■ **Problem statement**
If a line of the data below holds the string "every", copy it.

** Opening Provided records block **

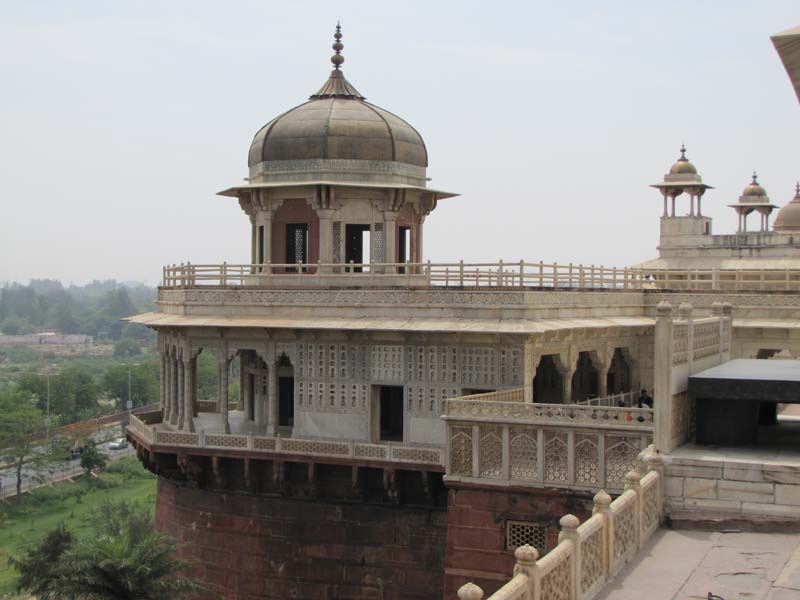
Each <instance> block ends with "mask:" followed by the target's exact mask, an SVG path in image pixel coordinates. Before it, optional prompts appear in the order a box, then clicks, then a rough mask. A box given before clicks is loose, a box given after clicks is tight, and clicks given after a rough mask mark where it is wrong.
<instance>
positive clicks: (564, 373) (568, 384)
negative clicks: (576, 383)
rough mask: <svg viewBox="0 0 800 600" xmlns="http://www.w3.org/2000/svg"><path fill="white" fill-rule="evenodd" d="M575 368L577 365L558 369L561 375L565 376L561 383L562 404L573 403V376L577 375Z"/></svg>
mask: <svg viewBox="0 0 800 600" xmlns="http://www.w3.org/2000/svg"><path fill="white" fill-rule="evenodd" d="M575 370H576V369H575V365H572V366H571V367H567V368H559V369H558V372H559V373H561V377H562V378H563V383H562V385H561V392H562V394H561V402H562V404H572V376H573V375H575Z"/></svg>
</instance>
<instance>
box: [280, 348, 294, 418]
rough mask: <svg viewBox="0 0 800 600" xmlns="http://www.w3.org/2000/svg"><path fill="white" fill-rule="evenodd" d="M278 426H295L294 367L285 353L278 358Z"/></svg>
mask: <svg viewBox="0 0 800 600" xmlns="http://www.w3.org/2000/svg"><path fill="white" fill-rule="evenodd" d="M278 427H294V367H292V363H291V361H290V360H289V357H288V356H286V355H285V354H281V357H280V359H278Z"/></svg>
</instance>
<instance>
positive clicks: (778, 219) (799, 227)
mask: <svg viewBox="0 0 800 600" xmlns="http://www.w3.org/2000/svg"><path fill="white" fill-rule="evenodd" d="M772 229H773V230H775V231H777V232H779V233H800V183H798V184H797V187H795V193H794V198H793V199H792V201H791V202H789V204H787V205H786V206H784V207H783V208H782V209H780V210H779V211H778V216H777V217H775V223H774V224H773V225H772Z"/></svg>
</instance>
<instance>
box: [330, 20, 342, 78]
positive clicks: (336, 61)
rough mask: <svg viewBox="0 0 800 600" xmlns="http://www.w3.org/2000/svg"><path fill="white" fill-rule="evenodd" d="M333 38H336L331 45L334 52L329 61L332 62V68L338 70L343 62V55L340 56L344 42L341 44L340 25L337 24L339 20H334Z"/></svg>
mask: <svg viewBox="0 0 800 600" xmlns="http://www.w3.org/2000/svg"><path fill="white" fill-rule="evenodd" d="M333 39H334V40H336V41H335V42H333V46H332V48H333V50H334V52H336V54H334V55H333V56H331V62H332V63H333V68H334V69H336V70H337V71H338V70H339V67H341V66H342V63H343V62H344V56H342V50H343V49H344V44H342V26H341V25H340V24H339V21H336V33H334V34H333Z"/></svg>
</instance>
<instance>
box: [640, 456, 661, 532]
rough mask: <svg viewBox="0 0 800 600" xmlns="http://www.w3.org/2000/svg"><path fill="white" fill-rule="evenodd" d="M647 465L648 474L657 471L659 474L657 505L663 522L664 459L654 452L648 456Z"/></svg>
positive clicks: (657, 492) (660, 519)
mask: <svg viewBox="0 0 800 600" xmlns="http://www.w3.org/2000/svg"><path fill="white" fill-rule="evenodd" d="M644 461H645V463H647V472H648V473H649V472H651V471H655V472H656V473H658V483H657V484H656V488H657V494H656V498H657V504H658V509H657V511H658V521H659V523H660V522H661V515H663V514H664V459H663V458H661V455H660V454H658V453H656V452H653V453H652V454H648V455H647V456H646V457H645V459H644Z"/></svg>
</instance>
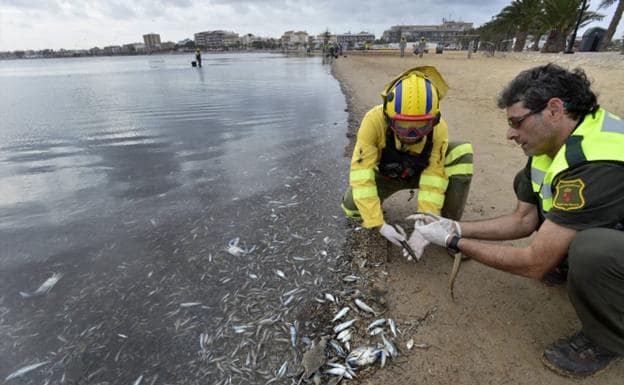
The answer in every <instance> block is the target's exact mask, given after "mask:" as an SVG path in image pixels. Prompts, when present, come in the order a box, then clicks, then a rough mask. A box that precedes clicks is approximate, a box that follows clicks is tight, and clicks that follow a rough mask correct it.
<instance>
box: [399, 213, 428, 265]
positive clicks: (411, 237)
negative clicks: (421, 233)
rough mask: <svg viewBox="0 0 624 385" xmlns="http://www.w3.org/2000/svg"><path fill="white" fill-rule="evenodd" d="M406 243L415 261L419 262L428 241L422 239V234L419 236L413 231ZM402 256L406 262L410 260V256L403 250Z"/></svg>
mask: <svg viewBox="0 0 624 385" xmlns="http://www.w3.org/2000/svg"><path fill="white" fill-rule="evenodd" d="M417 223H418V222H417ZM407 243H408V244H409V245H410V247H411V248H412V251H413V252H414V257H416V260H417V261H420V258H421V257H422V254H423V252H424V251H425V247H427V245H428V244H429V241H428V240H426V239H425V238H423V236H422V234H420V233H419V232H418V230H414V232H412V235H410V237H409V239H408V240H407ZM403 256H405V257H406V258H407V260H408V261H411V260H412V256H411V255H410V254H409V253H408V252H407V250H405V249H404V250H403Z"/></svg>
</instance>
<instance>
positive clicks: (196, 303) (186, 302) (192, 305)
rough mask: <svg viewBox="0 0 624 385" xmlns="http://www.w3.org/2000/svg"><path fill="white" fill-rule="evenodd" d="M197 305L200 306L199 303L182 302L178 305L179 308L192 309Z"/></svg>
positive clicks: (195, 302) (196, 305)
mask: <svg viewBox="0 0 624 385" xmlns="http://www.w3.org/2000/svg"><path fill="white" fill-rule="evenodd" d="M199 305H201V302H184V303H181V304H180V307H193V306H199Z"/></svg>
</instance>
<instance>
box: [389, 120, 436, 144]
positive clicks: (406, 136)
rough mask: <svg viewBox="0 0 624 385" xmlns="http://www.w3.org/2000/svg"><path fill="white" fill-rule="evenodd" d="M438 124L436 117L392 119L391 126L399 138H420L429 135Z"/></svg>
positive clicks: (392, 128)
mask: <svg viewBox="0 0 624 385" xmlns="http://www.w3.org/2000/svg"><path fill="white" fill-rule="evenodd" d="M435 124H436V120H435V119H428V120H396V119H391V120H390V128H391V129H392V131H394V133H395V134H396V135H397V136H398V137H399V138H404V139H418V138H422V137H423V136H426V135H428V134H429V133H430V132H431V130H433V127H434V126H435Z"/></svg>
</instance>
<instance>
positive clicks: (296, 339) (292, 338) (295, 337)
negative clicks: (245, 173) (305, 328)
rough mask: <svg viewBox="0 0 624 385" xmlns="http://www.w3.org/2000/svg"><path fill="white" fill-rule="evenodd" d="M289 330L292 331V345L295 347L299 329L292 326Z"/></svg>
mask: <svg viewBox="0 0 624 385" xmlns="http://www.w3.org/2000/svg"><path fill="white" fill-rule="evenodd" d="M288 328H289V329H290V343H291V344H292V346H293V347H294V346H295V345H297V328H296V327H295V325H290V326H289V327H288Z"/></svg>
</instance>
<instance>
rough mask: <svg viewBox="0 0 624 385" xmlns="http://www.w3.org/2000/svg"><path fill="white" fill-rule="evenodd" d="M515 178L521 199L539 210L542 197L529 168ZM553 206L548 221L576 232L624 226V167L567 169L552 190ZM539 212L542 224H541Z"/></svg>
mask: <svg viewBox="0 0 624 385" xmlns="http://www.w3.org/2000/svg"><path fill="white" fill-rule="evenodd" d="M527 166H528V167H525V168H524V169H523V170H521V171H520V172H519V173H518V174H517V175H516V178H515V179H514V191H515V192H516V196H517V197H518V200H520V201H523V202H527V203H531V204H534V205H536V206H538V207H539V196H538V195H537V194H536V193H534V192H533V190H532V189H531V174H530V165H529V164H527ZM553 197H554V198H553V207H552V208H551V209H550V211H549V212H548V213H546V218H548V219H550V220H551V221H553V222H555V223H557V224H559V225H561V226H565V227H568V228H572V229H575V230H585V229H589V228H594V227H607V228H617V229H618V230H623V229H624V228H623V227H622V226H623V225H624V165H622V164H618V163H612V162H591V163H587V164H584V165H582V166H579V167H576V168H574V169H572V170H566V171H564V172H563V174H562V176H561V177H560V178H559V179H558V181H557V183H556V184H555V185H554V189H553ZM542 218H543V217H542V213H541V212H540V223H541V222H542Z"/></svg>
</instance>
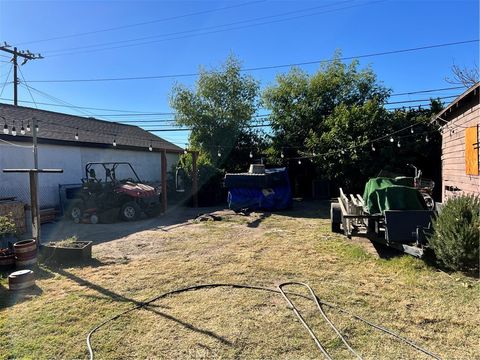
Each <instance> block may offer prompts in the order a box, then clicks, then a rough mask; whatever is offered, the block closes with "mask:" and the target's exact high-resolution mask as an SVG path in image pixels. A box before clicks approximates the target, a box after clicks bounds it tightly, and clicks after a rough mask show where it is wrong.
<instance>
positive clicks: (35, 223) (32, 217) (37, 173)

** Closing Provided records block **
** Opening Provided records block **

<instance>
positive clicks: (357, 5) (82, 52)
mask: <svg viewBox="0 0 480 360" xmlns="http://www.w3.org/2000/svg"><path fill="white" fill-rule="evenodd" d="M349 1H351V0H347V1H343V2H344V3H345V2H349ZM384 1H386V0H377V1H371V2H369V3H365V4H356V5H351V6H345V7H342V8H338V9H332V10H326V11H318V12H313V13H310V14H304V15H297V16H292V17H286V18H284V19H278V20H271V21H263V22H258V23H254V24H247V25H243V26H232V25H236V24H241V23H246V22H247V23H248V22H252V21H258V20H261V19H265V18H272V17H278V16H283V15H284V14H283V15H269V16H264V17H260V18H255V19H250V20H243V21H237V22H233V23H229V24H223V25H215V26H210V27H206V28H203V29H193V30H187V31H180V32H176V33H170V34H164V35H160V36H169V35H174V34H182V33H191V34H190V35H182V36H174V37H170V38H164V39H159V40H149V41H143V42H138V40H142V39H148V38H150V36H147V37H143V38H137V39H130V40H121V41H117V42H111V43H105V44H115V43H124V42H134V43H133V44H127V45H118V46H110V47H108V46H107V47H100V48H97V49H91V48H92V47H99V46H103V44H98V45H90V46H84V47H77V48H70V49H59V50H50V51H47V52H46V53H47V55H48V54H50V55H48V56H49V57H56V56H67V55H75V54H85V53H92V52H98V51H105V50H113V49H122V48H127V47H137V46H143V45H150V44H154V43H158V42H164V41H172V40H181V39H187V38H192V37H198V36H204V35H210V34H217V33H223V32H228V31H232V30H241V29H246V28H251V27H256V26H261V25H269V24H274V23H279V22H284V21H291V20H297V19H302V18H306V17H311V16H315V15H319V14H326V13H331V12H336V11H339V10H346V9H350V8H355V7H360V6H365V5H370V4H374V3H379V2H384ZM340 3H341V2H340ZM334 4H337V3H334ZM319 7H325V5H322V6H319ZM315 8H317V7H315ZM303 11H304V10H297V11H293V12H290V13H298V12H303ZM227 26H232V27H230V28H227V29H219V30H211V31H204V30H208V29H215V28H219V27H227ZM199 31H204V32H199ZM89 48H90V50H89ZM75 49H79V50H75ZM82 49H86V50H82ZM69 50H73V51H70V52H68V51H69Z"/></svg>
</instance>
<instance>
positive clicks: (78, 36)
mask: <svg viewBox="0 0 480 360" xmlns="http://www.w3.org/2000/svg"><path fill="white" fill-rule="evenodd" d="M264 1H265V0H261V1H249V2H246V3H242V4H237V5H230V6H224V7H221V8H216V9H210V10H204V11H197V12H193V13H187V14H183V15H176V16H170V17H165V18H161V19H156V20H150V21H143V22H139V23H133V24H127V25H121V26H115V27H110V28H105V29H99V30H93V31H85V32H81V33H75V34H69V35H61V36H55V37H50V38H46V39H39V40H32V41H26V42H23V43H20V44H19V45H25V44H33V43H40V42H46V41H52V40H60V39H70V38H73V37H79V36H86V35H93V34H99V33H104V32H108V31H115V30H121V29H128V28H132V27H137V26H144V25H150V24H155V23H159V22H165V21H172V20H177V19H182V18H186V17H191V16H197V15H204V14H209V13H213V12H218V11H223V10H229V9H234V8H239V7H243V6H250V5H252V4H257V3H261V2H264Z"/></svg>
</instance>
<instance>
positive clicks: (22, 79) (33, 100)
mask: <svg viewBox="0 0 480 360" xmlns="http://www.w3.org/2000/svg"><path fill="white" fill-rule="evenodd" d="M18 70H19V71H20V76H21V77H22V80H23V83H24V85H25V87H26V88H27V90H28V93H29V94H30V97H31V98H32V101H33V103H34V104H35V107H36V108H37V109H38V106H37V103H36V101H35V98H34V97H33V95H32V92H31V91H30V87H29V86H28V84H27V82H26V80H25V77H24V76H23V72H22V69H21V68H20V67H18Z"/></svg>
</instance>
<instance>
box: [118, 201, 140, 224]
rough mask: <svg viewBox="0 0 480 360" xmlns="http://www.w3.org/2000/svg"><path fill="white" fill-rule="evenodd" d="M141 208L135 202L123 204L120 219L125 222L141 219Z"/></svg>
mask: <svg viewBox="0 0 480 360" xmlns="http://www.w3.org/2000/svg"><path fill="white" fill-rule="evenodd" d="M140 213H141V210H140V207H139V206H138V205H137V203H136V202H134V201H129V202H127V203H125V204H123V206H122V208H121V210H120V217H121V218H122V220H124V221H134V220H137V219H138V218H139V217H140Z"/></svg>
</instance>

** Closing Provided records block **
** Opening Provided records block **

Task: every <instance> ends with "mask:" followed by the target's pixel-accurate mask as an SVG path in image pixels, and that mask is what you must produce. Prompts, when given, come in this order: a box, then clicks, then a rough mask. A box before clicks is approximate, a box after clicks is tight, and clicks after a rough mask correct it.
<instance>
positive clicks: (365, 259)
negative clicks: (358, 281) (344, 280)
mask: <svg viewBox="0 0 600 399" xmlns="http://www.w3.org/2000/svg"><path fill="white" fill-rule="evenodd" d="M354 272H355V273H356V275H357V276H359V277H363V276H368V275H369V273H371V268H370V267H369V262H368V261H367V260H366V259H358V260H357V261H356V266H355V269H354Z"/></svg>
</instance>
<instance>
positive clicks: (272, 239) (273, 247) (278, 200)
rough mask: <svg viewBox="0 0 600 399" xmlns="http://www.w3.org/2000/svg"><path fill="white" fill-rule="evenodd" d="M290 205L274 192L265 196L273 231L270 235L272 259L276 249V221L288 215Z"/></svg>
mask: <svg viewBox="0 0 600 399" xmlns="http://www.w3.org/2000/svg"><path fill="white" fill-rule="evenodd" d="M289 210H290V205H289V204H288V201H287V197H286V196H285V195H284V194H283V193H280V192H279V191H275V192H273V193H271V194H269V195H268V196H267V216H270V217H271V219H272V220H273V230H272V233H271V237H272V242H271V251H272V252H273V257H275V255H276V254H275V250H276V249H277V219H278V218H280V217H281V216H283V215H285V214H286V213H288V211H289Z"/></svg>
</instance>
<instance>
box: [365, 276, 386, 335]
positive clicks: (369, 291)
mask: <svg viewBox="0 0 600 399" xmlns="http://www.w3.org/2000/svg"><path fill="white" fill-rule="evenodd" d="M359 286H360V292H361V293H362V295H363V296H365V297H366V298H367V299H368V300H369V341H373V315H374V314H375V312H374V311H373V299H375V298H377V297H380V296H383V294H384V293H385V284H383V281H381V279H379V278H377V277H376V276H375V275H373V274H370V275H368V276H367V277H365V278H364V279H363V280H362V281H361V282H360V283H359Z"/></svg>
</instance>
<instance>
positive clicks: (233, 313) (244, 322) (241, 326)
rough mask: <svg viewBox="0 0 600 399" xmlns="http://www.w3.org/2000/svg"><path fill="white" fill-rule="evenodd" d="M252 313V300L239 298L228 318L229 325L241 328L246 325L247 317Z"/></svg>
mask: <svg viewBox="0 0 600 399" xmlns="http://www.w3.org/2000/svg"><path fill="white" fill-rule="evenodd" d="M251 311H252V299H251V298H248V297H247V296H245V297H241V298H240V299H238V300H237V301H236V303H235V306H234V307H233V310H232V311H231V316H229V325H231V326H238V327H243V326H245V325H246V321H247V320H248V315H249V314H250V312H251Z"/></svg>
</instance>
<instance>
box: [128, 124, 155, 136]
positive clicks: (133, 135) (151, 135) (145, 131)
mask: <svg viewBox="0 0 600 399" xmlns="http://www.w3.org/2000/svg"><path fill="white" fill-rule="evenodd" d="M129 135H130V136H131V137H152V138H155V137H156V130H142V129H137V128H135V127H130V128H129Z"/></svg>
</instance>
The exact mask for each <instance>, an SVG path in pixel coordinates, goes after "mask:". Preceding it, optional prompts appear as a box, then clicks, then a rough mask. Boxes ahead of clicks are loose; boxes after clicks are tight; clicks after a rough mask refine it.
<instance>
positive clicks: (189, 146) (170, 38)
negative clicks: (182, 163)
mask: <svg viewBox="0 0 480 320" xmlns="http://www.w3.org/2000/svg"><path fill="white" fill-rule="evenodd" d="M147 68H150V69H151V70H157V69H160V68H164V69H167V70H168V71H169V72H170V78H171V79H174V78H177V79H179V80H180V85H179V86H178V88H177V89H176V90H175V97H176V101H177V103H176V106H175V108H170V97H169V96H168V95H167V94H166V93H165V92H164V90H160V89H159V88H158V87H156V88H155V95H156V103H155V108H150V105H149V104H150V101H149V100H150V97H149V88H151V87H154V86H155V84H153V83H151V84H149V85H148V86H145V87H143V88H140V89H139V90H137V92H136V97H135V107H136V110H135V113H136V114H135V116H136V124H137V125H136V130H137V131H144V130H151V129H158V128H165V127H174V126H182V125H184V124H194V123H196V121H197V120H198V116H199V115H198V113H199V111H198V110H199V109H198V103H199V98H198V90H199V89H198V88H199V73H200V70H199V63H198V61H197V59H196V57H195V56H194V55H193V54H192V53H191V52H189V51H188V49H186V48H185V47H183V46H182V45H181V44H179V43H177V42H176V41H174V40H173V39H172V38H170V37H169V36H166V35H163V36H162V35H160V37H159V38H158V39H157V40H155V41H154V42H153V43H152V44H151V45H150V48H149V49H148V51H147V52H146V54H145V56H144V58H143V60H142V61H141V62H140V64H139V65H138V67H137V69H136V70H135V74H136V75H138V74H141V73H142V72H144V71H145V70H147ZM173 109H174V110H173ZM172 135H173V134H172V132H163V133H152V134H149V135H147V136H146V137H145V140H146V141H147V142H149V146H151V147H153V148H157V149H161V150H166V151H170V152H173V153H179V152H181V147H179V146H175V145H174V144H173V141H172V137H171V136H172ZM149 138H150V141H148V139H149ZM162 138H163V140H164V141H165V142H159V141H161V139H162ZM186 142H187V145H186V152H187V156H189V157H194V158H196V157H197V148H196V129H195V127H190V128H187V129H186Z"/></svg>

** Closing Provided records block **

■ **Answer for this exercise**
The answer in every <instance> block is the target's exact mask, given after "mask:" as an SVG path in image pixels. Prompts, when present, come in the order a box, then clicks, then a rough mask. A box that precedes clicks is approximate, a box that follows clicks is tight, and clicks that follow a rough mask correct it.
Task: every <instance> ends with "mask:" followed by the target's pixel-accurate mask as an SVG path in image pixels, and that mask is what you must produce. Prompts, when given, come in this order: a box, then clicks, then a rough mask. A box before clicks is approximate, a box after clicks is tight, and clicks after a rough mask correct it.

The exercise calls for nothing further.